_TASK TO COMPLETE:_ Nothing but the text belongs in the answer: the listing below, copied exactly, without pictures.

_INFORMATION SUPPLIED:_
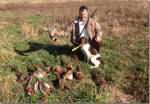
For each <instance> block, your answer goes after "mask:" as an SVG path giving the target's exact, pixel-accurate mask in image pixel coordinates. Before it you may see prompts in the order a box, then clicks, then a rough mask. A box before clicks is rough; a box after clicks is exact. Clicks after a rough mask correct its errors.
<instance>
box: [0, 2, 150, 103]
mask: <svg viewBox="0 0 150 104" xmlns="http://www.w3.org/2000/svg"><path fill="white" fill-rule="evenodd" d="M0 3H1V4H0V63H1V64H0V102H7V103H8V102H14V103H16V102H22V103H27V102H28V103H31V102H34V103H35V102H40V101H41V98H42V97H43V96H44V94H41V93H40V92H38V93H37V94H35V95H34V96H32V97H31V98H28V97H27V96H26V93H25V87H26V84H24V85H23V84H21V83H20V82H18V81H17V76H16V73H15V72H14V71H12V68H11V66H12V65H14V64H15V65H17V66H19V67H20V68H21V71H22V72H24V73H26V74H31V72H32V71H33V68H32V67H30V66H29V65H30V63H34V64H40V65H41V67H42V68H45V67H44V66H43V64H42V62H43V61H47V62H49V63H50V64H52V65H58V66H60V67H62V66H61V63H60V58H61V57H62V56H63V57H64V59H65V60H67V61H68V62H70V63H72V64H73V65H75V66H76V65H78V66H79V67H80V68H81V70H82V71H83V72H84V74H85V78H84V79H83V80H81V81H77V80H72V81H70V82H69V83H70V84H72V86H73V89H72V90H61V89H59V88H56V89H55V90H54V91H53V92H52V93H50V94H49V95H48V99H47V101H45V102H60V103H64V102H69V103H71V102H97V103H100V102H105V103H110V102H115V103H117V102H120V103H131V102H132V103H133V102H142V103H148V102H149V84H148V81H149V73H148V72H149V71H148V68H149V58H148V56H149V35H148V33H149V27H148V1H146V0H49V1H48V0H32V2H29V1H28V0H1V1H0ZM82 5H86V6H88V7H89V12H90V14H91V13H92V12H93V11H94V10H95V9H96V8H97V9H98V11H97V12H96V14H95V16H94V19H96V21H98V22H99V23H100V25H101V26H102V30H103V46H102V50H101V52H100V54H101V55H102V57H103V59H104V61H105V65H104V68H102V67H100V68H97V69H95V70H96V71H97V72H98V75H100V76H102V77H103V78H104V79H106V81H107V82H108V87H107V88H106V89H105V90H104V89H102V88H101V89H100V92H97V87H96V86H95V84H94V83H93V81H92V80H91V76H90V72H91V71H93V70H92V69H90V67H89V64H88V63H85V62H75V61H74V60H71V59H70V57H69V50H70V48H71V43H70V40H69V38H68V37H70V36H69V34H68V36H67V37H66V36H62V37H58V41H56V42H52V41H51V40H50V39H49V38H48V33H47V32H46V31H44V30H43V27H45V26H46V24H45V21H46V20H48V23H49V24H50V26H51V27H55V28H56V29H58V30H59V29H60V28H62V27H64V26H65V25H66V24H67V23H68V22H70V21H72V20H73V19H75V18H76V17H77V16H78V9H79V7H80V6H82ZM50 74H52V73H50ZM43 80H44V81H48V82H49V83H52V82H53V80H55V75H53V74H52V75H51V78H50V79H43Z"/></svg>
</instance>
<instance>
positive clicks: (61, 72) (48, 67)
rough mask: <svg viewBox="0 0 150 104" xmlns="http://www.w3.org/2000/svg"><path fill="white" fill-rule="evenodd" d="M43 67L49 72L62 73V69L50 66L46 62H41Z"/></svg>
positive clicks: (57, 67) (49, 65) (59, 67)
mask: <svg viewBox="0 0 150 104" xmlns="http://www.w3.org/2000/svg"><path fill="white" fill-rule="evenodd" d="M43 63H44V65H45V66H46V67H47V70H48V71H49V72H58V73H59V74H61V73H63V69H62V68H60V67H58V66H50V65H49V64H48V63H47V62H43Z"/></svg>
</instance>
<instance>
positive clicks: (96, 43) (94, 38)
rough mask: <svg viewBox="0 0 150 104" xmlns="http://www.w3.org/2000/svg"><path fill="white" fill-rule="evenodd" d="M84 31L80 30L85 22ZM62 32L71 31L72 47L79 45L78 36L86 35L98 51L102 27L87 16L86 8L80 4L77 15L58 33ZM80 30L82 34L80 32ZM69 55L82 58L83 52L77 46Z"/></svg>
mask: <svg viewBox="0 0 150 104" xmlns="http://www.w3.org/2000/svg"><path fill="white" fill-rule="evenodd" d="M86 23H87V26H86V27H85V29H84V31H83V32H82V30H83V28H84V26H85V24H86ZM64 32H70V33H71V40H70V41H71V43H72V44H73V48H74V47H77V46H78V45H79V38H80V37H86V38H87V39H88V41H89V43H91V45H92V46H93V47H94V48H95V49H96V50H97V51H98V52H99V51H100V46H101V43H102V29H101V26H100V25H99V24H98V23H97V22H96V21H95V20H94V19H92V18H90V17H88V8H87V7H86V6H81V7H80V8H79V17H78V18H77V19H75V20H73V21H72V22H70V23H69V24H68V25H67V26H66V27H65V28H63V30H62V31H61V32H58V34H64ZM81 32H82V34H81ZM71 57H72V58H73V59H75V60H83V54H82V52H81V50H80V48H78V49H77V50H75V51H73V52H72V53H71Z"/></svg>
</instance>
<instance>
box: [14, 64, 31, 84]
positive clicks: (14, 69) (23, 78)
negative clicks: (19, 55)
mask: <svg viewBox="0 0 150 104" xmlns="http://www.w3.org/2000/svg"><path fill="white" fill-rule="evenodd" d="M13 69H14V70H15V71H16V73H17V77H18V78H17V80H18V81H20V82H21V83H24V82H25V81H29V80H30V78H29V76H27V75H25V74H24V73H23V72H21V69H20V68H19V67H17V66H15V67H13Z"/></svg>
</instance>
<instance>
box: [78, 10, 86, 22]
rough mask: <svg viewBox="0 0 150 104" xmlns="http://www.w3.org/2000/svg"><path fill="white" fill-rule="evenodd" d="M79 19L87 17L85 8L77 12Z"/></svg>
mask: <svg viewBox="0 0 150 104" xmlns="http://www.w3.org/2000/svg"><path fill="white" fill-rule="evenodd" d="M79 16H80V20H81V21H85V20H86V19H87V18H88V12H87V10H82V11H80V12H79Z"/></svg>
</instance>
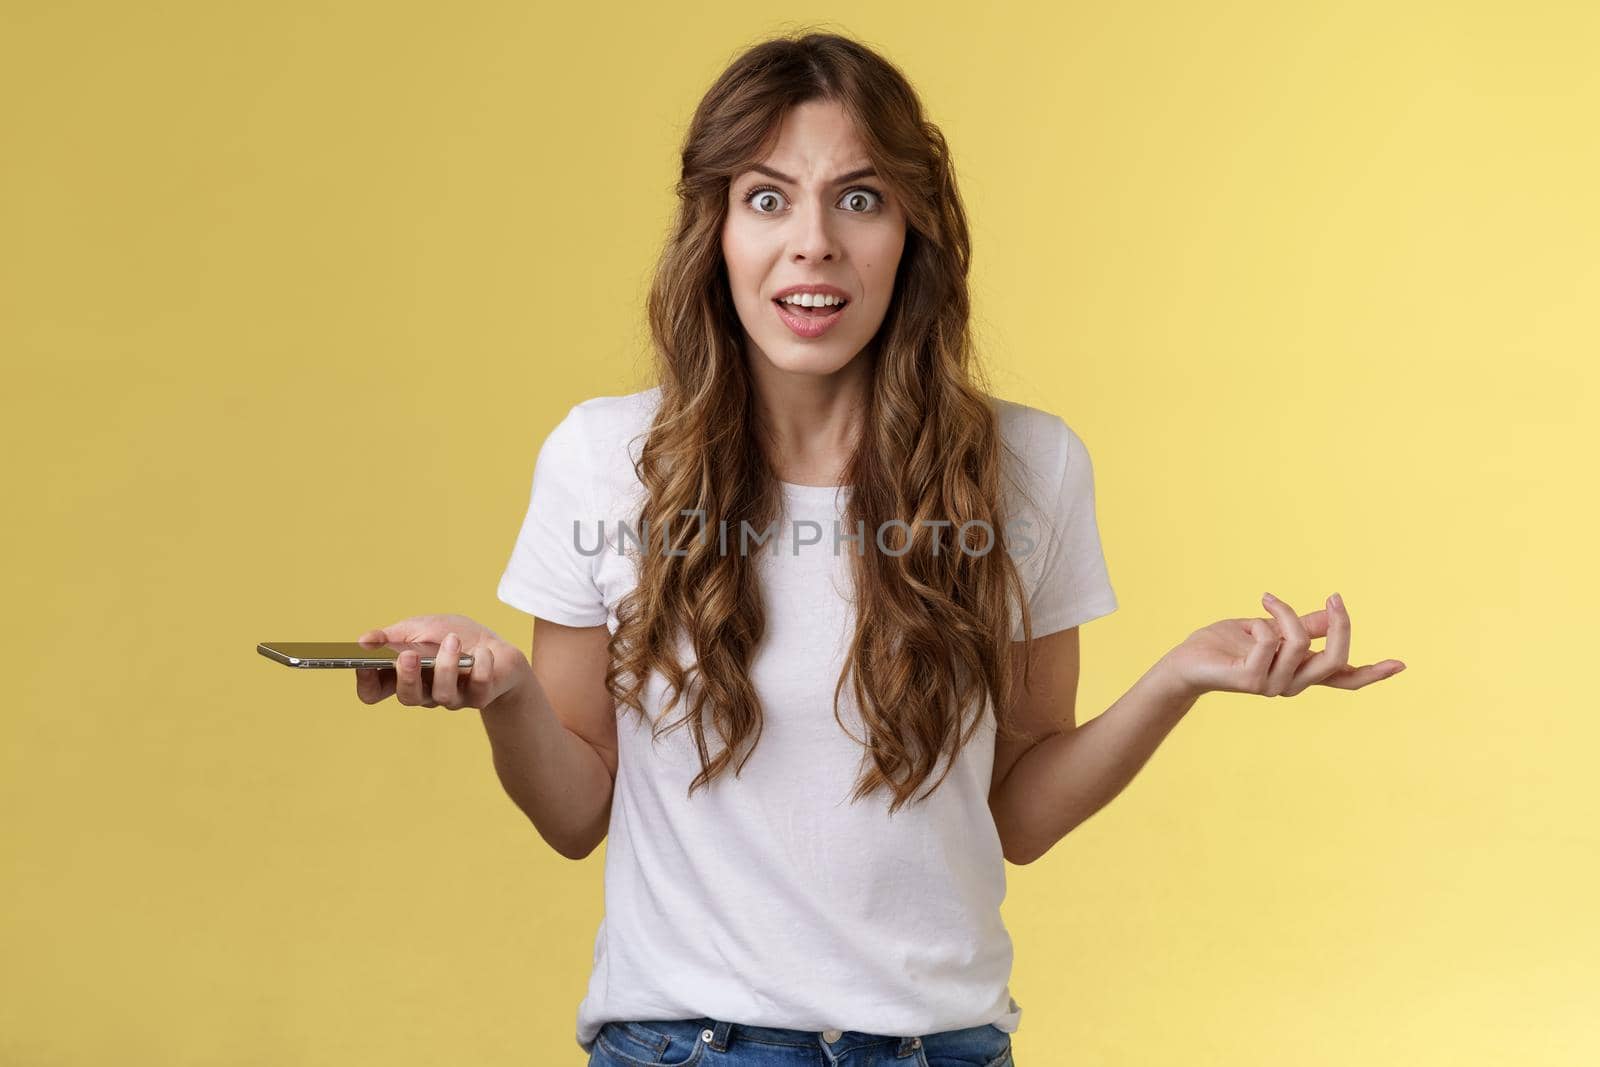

_RESULT BELOW:_
For each <instance> block, your answer goes after "mask:" as an SVG path giving the target's exact, pixel-accurate mask in image pixel coordinates. Before it you may see prompts in the order a box, then clicks, then a rough mask. A box before clicks is rough; a box after clicks is exact. Clicks after a rough mask correct its errors.
<instance>
box: [0, 2, 150, 103]
mask: <svg viewBox="0 0 150 104" xmlns="http://www.w3.org/2000/svg"><path fill="white" fill-rule="evenodd" d="M0 3H1V4H0V63H1V64H0V102H7V103H8V102H14V103H16V102H22V103H27V102H28V103H31V102H34V103H35V102H40V101H41V98H42V97H43V96H44V94H41V93H40V92H38V93H37V94H35V95H34V96H32V97H31V98H28V97H27V96H26V93H25V87H26V84H24V85H23V84H21V83H20V82H18V81H17V76H16V73H15V72H14V71H12V68H11V66H12V65H14V64H15V65H17V66H19V67H20V68H21V71H22V72H24V73H26V74H31V72H32V71H33V68H32V67H30V66H29V65H30V63H34V64H40V65H41V67H42V68H45V67H44V66H43V64H42V62H43V61H47V62H49V63H50V64H52V65H58V66H60V67H62V66H61V63H60V58H61V57H62V56H63V57H64V59H65V60H67V61H68V62H70V63H72V64H73V65H75V66H76V65H78V66H79V67H80V68H81V70H82V71H83V72H84V74H85V78H84V79H83V80H81V81H77V80H72V81H70V82H69V83H70V84H72V86H73V89H72V90H61V89H59V88H56V89H55V90H54V91H53V92H52V93H50V94H49V95H48V99H47V101H45V102H60V103H64V102H69V103H71V102H97V103H100V102H105V103H110V102H115V103H117V102H120V103H131V102H132V103H133V102H142V103H148V102H149V84H148V81H149V73H148V72H149V71H148V68H149V58H148V56H149V35H148V33H149V27H148V1H146V0H49V1H48V0H32V2H29V1H28V0H1V1H0ZM82 5H86V6H88V7H89V12H90V14H91V13H92V12H93V11H94V10H95V9H96V8H97V9H98V11H97V12H96V14H95V16H94V19H96V21H98V22H99V23H100V25H101V26H102V30H103V46H102V50H101V52H100V54H101V55H102V57H103V59H104V61H105V65H104V68H102V67H100V68H97V69H95V70H96V71H97V72H98V75H100V76H102V77H103V78H104V79H106V81H107V82H108V87H107V88H106V89H105V90H104V89H102V88H101V89H100V92H97V87H96V86H95V84H94V83H93V81H92V80H91V76H90V72H91V71H93V70H92V69H90V67H89V64H88V63H85V62H75V61H74V60H71V59H70V57H69V50H70V48H71V43H70V40H69V38H68V37H70V36H69V34H68V36H67V37H66V36H62V37H58V41H56V42H52V41H51V40H50V39H49V38H48V33H47V32H46V31H44V30H43V27H45V26H46V24H45V21H46V20H48V23H49V24H50V26H51V27H55V28H56V29H58V30H59V29H60V28H62V27H64V26H65V25H66V24H67V23H68V22H70V21H72V20H73V19H75V18H76V17H77V16H78V9H79V7H80V6H82ZM50 74H52V73H50ZM43 80H44V81H48V82H49V83H52V82H53V80H55V75H53V74H52V75H51V78H50V79H43Z"/></svg>
</instance>
<instance>
positive clicks: (61, 72) (48, 67)
rough mask: <svg viewBox="0 0 150 104" xmlns="http://www.w3.org/2000/svg"><path fill="white" fill-rule="evenodd" d="M43 67L49 72L62 73V69L50 66L46 62H41Z"/></svg>
positive clicks: (57, 67) (49, 65) (59, 67)
mask: <svg viewBox="0 0 150 104" xmlns="http://www.w3.org/2000/svg"><path fill="white" fill-rule="evenodd" d="M43 63H44V65H45V66H46V67H47V70H48V71H49V72H58V73H59V74H61V73H63V69H62V68H60V67H58V66H50V65H49V64H48V63H47V62H43Z"/></svg>
</instance>
<instance>
positive clicks: (96, 43) (94, 38)
rough mask: <svg viewBox="0 0 150 104" xmlns="http://www.w3.org/2000/svg"><path fill="white" fill-rule="evenodd" d="M84 31L80 30L85 22ZM62 32L71 31L72 47L79 45L78 36L86 35L98 51L102 27L87 16L86 8L80 4L77 15L58 33ZM80 30L82 34L80 32ZM69 55L82 58L83 52L77 46Z"/></svg>
mask: <svg viewBox="0 0 150 104" xmlns="http://www.w3.org/2000/svg"><path fill="white" fill-rule="evenodd" d="M86 23H87V26H86V27H85V29H84V31H83V32H82V30H83V28H84V26H85V24H86ZM64 32H70V33H71V40H70V41H71V43H72V44H73V48H74V47H77V46H78V45H79V38H80V37H86V38H87V39H88V41H89V43H91V45H92V46H93V47H94V48H95V49H96V50H97V51H98V52H99V51H100V46H101V43H102V29H101V26H100V25H99V24H98V23H97V22H96V21H95V20H94V19H92V18H90V17H88V8H87V7H86V6H81V7H80V8H79V17H78V18H77V19H75V20H73V21H72V22H70V23H69V24H68V25H67V26H66V27H65V28H63V30H62V31H61V32H58V34H64ZM81 32H82V34H81ZM71 57H72V58H73V59H75V60H83V54H82V52H81V50H80V48H78V49H77V50H75V51H73V52H72V53H71Z"/></svg>
</instance>
<instance>
box: [14, 64, 31, 84]
positive clicks: (14, 69) (23, 78)
negative clicks: (19, 55)
mask: <svg viewBox="0 0 150 104" xmlns="http://www.w3.org/2000/svg"><path fill="white" fill-rule="evenodd" d="M13 69H14V70H15V71H16V73H17V77H18V78H17V80H18V81H20V82H21V83H24V82H25V81H29V80H30V78H29V76H27V75H25V74H24V73H23V72H21V69H20V68H19V67H17V66H15V67H13Z"/></svg>
</instance>
<instance>
box: [78, 10, 86, 22]
rough mask: <svg viewBox="0 0 150 104" xmlns="http://www.w3.org/2000/svg"><path fill="white" fill-rule="evenodd" d="M79 19L87 17L85 8L77 12Z"/></svg>
mask: <svg viewBox="0 0 150 104" xmlns="http://www.w3.org/2000/svg"><path fill="white" fill-rule="evenodd" d="M79 16H80V20H81V21H85V20H86V19H87V18H88V12H87V10H82V11H80V12H79Z"/></svg>
</instance>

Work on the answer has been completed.